=== Rows excerpted from a collection ===

——

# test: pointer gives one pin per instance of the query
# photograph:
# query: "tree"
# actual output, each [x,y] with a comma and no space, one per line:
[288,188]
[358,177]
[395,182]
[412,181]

——

=== WHAT TO PRODUCE ===
Duplicate all of the rows above line for line, without changing anything.

=== THE SOLUTION ===
# test: pointer gives one pin per instance of the query
# photograph:
# query: "tree"
# actual output, each [x,y] with a comma and no space, one per line:
[288,188]
[358,177]
[395,182]
[412,181]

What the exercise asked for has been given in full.